======== Data shown ========
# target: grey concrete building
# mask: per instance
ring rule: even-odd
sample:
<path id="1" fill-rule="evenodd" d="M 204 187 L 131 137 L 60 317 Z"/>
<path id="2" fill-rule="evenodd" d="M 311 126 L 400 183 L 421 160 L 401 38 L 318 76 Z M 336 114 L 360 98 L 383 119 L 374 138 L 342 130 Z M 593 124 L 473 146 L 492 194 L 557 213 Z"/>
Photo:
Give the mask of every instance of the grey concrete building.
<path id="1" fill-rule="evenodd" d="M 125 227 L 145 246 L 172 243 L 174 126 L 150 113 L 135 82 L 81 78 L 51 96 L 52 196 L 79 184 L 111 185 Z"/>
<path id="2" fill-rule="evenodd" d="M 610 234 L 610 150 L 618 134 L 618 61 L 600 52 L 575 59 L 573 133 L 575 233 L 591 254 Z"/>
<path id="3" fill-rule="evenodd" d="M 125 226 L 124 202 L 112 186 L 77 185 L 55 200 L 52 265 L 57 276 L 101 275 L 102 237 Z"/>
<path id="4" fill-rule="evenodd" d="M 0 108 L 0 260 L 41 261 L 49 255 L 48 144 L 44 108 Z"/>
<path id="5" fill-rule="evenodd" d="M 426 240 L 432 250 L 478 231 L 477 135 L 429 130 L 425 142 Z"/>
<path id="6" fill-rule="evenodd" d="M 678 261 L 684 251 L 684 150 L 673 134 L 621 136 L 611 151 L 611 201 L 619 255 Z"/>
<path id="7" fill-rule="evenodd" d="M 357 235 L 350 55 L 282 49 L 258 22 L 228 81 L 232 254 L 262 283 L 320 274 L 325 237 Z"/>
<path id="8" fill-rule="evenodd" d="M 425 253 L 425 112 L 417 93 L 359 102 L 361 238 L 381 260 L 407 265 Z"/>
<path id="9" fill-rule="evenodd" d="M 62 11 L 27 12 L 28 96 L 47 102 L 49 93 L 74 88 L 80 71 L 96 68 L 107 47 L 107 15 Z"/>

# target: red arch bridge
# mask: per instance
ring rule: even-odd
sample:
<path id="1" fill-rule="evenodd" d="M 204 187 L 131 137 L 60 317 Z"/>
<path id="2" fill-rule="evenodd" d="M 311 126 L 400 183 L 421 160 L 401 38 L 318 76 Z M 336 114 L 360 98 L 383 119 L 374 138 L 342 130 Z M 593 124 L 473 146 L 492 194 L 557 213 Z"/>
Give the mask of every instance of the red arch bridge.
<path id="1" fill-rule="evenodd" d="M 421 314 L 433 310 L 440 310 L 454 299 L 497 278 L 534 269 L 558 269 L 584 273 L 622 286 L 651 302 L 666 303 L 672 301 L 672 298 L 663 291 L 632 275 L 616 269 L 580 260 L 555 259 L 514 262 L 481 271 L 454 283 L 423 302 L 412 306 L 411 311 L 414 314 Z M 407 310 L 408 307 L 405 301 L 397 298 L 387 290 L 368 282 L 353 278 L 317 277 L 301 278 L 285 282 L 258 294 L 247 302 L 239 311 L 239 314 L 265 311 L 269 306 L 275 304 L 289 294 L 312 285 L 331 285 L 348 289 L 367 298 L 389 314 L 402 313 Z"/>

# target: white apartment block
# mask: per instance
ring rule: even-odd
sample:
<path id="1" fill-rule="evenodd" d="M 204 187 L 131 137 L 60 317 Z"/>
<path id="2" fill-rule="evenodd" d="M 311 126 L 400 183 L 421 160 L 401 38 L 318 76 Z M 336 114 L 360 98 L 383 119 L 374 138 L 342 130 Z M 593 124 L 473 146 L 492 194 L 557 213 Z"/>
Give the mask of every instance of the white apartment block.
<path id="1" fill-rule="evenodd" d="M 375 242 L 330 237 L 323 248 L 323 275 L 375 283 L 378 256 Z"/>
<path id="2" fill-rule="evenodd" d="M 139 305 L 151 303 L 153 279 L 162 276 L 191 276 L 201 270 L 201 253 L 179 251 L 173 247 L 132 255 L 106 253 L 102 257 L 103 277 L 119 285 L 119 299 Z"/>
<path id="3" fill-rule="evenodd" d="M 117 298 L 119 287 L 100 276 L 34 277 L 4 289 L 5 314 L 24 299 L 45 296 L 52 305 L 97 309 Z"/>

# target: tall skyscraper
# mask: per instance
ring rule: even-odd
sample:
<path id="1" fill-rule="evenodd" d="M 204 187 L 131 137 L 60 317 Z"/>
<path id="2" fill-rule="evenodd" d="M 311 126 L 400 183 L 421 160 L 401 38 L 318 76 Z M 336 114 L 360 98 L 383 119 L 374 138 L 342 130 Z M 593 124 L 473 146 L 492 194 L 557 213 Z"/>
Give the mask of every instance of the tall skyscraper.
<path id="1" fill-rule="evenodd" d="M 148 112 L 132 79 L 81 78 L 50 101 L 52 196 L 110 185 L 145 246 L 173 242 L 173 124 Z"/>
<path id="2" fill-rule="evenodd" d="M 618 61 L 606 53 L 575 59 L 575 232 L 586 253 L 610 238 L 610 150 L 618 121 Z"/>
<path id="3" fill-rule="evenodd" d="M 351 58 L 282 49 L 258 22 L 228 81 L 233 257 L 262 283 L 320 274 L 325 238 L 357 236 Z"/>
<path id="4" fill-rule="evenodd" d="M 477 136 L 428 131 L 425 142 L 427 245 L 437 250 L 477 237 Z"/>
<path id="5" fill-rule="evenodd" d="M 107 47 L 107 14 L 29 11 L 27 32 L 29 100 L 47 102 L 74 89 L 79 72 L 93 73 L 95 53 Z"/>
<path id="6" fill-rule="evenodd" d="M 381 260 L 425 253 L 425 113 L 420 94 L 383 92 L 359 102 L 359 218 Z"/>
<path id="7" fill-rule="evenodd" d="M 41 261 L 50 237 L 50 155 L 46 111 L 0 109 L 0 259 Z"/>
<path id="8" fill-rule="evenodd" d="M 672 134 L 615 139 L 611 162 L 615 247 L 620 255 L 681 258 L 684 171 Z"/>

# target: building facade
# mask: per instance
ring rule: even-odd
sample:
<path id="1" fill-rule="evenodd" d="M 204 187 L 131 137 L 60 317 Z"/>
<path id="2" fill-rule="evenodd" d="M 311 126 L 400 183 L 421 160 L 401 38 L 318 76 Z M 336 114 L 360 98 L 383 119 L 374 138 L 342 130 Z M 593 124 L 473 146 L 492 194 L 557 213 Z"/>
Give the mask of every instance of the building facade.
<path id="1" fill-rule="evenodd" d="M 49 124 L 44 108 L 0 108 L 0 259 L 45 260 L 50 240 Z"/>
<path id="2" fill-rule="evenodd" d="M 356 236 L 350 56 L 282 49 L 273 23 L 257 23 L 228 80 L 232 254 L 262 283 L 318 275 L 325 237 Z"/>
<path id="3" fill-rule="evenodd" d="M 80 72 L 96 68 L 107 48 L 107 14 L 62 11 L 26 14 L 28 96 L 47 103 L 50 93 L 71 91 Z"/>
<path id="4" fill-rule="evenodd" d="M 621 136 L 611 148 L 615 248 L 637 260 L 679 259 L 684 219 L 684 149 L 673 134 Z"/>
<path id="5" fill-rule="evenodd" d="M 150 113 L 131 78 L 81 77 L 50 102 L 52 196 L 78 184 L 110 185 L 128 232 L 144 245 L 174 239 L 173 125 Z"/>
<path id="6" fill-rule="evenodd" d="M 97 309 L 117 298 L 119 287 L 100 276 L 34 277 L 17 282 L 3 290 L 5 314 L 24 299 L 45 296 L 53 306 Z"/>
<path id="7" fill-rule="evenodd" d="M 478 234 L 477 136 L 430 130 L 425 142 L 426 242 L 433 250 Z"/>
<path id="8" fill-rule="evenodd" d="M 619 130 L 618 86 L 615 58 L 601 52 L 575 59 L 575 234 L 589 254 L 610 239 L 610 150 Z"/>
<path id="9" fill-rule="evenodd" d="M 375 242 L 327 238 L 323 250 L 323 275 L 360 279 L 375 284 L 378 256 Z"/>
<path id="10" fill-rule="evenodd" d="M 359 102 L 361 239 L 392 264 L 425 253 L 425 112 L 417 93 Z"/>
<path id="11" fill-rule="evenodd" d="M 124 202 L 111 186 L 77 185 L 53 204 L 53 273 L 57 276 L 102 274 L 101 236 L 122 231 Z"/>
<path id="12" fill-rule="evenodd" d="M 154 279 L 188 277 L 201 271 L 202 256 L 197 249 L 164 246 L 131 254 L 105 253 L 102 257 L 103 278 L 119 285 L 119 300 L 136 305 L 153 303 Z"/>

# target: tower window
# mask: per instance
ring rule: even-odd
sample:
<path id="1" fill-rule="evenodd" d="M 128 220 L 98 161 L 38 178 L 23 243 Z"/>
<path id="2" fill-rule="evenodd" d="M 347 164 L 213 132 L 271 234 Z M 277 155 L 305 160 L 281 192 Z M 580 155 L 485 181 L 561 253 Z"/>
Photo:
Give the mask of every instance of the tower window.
========
▸ **What is being asked**
Determine the number of lines in the listing that hold the word "window". Nothing but that number is wanted.

▸ **Solution**
2